● **Assignment A**: Please copy the stretch of the memristor article from "Meet the memristor, a" through "of Brian Long/UCSB.", swapping "memristor" for "memory resistor".
● **Assignment B**: According to the memristor article, in which issue of which journal was the paper published?

Meet the memristor, a unique physical fix for a digital problem that has plagued healthcare.
Image has been cropped and resized. Courtesy of Brian Long/UCSB.
Cybersecurity is a constant arms race between bad actors and security researchers. As quickly as new programs or techniques come out, it seems, hackers find exploits around them. Recently, researchers at University of California, Santa Barbara (UCSB) announced that they may have an unorthodox method to prevent devices from cloning, a common hacking practice that creates a digital replication of a network and uses it to sabotage the original system.
The fix is called a memristor, and it’s not a program or code. Instead, it’s a physical object—a new format for computer chips that introduces a level of randomness to its design that makes any device using it very difficult to replicate. The paper, which was published in the March issue of Nature Electronics, refers to memristors as a kind of “black box,” impenetrable to cloning, hijacking, or replication.
The term itself, according to Dimitri Strukov, PhD, a computer science professor at UCSB and one of the paper’s authors, is a combination of the words “memory” and “resistor.” Strukov explained in a news release accompanying the study that memristors are a physical type of electrical resistance switch (a core component of any given computer circuit) that’s capable of “remembering” its state of resistance based on the history of voltage and current passing through it. Because of their unique structure, memristors can change how much current and voltage they output, adding another variable to the process. The more variables a computer network has, the harder it is to replicate.
"The idea is that it's hard to predict, and because it's hard to predict, it's hard to reproduce," Strukov said in the news release. Essentially, the unique memristors in a device would make it so difficult for a hacker to replicate (because they’d have to nail every unique variable in the system, not just figure out one pattern), it probably wouldn’t be time efficient to try to clone it.
It’s also particularly effective in beating machine-learning algorithms designed to clone or hijack complicated systems. In traditional systems, a hacker would only need to observe a portion of the inputs and outputs of a system, and a machine-learning algorithm could extrapolate the model and pattern being used to clone the device, as if it were guessing the next numbers in a simple 2, 4, 6, X pattern. With memristors, there are way too many variables to fill in those blanks.

● **Listed entries**:

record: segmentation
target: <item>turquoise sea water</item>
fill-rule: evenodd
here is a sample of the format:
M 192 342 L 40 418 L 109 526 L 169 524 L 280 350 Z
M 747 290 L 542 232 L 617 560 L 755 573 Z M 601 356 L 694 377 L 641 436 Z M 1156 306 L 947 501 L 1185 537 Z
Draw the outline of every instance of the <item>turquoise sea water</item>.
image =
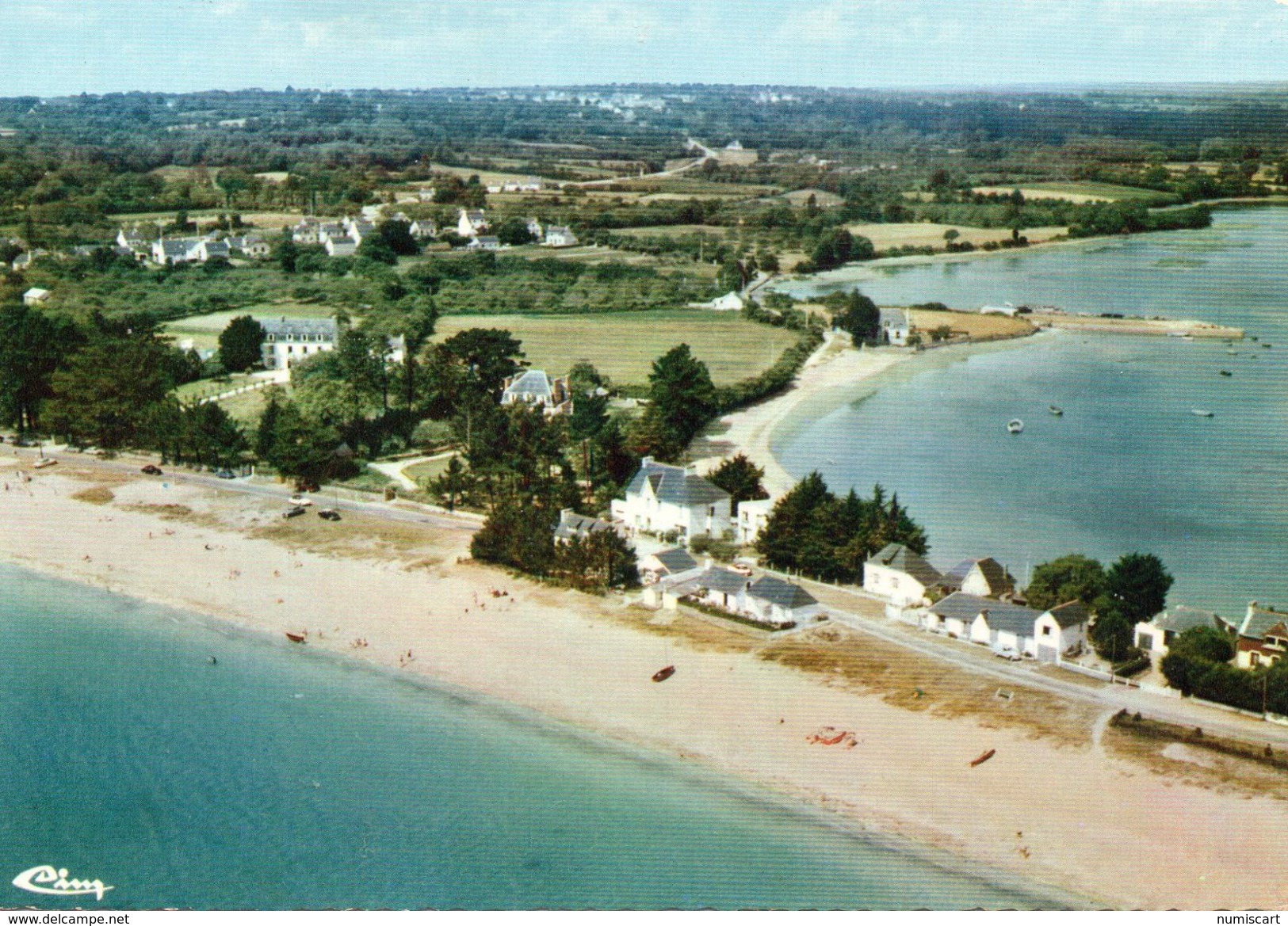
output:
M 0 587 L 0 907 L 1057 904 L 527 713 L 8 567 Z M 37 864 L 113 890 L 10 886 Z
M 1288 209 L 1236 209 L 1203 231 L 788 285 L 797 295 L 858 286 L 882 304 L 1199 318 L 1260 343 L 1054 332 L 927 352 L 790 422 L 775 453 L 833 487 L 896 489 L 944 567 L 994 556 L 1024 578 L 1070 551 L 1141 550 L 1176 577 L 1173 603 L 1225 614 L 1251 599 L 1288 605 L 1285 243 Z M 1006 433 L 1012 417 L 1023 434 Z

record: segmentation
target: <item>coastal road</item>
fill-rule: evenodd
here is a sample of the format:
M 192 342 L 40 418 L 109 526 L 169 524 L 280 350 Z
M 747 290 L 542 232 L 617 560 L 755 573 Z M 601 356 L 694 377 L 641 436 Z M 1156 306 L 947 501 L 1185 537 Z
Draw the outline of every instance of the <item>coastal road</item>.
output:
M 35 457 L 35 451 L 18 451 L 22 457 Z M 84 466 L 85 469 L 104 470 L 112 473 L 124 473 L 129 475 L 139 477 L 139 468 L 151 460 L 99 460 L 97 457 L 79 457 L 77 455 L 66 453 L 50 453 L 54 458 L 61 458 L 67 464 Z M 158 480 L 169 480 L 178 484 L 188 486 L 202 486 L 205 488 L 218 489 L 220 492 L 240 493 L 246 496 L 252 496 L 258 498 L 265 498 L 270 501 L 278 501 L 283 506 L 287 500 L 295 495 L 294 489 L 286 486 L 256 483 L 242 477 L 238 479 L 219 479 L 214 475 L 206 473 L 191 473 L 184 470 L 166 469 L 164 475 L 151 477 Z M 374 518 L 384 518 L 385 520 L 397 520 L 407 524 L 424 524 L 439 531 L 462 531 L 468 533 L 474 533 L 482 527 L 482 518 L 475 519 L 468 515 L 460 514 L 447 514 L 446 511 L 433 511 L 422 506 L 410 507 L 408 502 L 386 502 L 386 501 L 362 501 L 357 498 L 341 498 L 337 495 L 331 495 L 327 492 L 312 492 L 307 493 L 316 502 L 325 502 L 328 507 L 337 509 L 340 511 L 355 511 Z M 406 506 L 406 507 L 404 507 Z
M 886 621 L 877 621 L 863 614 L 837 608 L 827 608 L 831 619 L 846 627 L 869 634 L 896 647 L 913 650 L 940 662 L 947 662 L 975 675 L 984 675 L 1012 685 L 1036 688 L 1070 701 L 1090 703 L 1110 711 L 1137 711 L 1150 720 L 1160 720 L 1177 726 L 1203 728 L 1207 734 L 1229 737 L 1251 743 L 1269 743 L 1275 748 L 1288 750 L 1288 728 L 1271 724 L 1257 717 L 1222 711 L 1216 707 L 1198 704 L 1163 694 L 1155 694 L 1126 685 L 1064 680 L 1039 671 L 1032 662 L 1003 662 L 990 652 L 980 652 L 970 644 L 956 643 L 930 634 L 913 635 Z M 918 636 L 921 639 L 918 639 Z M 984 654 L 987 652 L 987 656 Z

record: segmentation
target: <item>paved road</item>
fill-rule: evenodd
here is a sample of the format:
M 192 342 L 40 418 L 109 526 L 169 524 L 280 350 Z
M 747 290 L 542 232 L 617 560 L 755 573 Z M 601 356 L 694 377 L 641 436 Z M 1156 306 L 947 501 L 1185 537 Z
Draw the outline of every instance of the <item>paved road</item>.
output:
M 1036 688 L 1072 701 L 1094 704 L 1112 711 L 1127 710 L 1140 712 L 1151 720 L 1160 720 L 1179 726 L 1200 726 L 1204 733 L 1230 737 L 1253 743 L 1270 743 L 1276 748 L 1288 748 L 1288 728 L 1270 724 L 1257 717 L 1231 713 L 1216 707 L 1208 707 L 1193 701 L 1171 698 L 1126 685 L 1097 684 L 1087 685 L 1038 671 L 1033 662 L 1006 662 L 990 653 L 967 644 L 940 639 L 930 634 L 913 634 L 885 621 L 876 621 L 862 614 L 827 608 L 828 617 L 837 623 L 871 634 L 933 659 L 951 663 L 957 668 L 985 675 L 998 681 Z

● **Your response A**:
Meet the memory resistor, a unique physical fix for a digital problem that has plagued healthcare.
Image has been cropped and resized. Courtesy of Brian Long/UCSB.

● **Your response B**: The March issue of Nature Electronics.